BRIEF —
Rewrite the material below, changing every "rough mask" to "coarse mask" and leaving all else unchanged.

RECORDS SHOWN —
************
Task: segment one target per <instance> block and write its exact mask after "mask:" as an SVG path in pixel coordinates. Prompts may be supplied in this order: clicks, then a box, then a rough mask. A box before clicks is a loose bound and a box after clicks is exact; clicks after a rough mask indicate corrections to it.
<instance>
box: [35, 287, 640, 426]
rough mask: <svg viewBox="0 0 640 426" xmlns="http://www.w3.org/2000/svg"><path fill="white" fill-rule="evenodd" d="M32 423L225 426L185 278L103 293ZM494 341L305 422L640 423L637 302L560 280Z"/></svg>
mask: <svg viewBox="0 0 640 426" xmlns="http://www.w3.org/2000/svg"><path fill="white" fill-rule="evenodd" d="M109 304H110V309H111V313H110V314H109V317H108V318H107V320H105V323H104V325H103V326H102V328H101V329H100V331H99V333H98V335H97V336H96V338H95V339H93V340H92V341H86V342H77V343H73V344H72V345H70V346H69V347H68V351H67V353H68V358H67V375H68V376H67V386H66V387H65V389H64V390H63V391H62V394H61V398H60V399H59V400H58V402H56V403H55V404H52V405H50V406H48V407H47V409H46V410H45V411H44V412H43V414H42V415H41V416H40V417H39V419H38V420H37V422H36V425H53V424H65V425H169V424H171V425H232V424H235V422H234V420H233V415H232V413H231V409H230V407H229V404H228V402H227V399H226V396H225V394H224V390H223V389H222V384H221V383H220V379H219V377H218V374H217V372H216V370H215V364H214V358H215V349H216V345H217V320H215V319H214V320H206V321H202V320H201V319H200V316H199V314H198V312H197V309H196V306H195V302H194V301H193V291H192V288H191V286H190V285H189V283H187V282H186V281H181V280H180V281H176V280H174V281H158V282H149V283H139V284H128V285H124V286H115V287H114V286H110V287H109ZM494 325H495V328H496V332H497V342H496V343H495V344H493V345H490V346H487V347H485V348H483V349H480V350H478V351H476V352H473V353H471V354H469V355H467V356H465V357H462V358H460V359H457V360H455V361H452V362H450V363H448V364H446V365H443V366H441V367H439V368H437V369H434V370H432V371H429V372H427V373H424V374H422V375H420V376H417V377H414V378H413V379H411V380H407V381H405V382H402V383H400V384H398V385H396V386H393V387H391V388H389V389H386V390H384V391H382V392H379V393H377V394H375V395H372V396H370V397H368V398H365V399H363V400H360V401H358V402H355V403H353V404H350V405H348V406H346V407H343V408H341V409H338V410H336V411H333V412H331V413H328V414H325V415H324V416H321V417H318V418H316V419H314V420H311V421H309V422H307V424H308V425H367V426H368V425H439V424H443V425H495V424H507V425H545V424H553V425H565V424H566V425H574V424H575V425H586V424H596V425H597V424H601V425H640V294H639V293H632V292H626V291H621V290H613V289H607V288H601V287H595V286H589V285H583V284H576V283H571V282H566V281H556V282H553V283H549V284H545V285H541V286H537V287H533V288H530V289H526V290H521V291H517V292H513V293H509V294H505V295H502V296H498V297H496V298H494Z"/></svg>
************
SOLUTION FOR THIS PROBLEM —
Task: segment one target per <instance> block and write its exact mask after "mask:" as an SVG path in pixel coordinates. Prompts may be supplied in this order: clicks, then a box, then a coarse mask. A box before clicks is a loose bound and a box after clicks is exact; clicks after a coarse mask indicate corrections to it.
<instance>
box: [35, 287, 640, 426]
coarse mask: <svg viewBox="0 0 640 426" xmlns="http://www.w3.org/2000/svg"><path fill="white" fill-rule="evenodd" d="M32 423L225 426L185 278L103 293ZM494 341L305 422L640 423L637 302L560 280Z"/></svg>
mask: <svg viewBox="0 0 640 426" xmlns="http://www.w3.org/2000/svg"><path fill="white" fill-rule="evenodd" d="M109 304H110V309H111V313H110V314H109V317H108V318H107V320H105V323H104V325H103V326H102V328H101V329H100V331H99V333H98V335H97V336H96V338H95V339H93V340H92V341H86V342H77V343H73V344H72V345H70V346H69V347H68V351H67V353H68V358H67V375H68V376H67V386H66V387H65V389H64V390H63V391H62V394H61V398H60V399H59V400H58V402H56V403H55V404H52V405H50V406H48V407H47V409H46V410H45V411H44V412H43V414H42V415H41V416H40V417H39V419H38V420H37V422H36V425H53V424H65V425H169V424H171V425H232V424H235V422H234V420H233V415H232V413H231V409H230V407H229V404H228V402H227V399H226V396H225V394H224V390H223V389H222V384H221V383H220V379H219V377H218V374H217V372H216V370H215V364H214V358H215V349H216V345H217V320H215V319H214V320H206V321H202V320H201V319H200V316H199V314H198V312H197V309H196V306H195V302H194V301H193V291H192V288H191V286H190V285H189V283H187V282H186V281H181V280H180V281H176V280H174V281H158V282H149V283H139V284H128V285H124V286H115V287H114V286H110V287H109ZM494 325H495V328H496V332H497V342H496V343H495V344H493V345H490V346H487V347H485V348H483V349H480V350H478V351H476V352H473V353H471V354H469V355H467V356H465V357H462V358H460V359H457V360H455V361H452V362H450V363H448V364H446V365H443V366H441V367H439V368H437V369H434V370H432V371H429V372H427V373H424V374H422V375H420V376H417V377H414V378H413V379H411V380H407V381H405V382H402V383H400V384H398V385H396V386H393V387H391V388H389V389H386V390H384V391H382V392H379V393H377V394H375V395H372V396H370V397H368V398H365V399H363V400H360V401H358V402H355V403H353V404H350V405H348V406H346V407H343V408H341V409H338V410H336V411H333V412H331V413H328V414H325V415H324V416H321V417H318V418H316V419H314V420H311V421H309V422H307V424H308V425H367V426H368V425H439V424H443V425H495V424H507V425H545V424H553V425H565V424H566V425H574V424H575V425H586V424H596V425H597V424H601V425H640V294H639V293H632V292H626V291H621V290H613V289H607V288H601V287H595V286H589V285H583V284H576V283H571V282H566V281H556V282H553V283H549V284H545V285H541V286H537V287H533V288H530V289H526V290H521V291H517V292H513V293H509V294H505V295H502V296H498V297H496V298H494Z"/></svg>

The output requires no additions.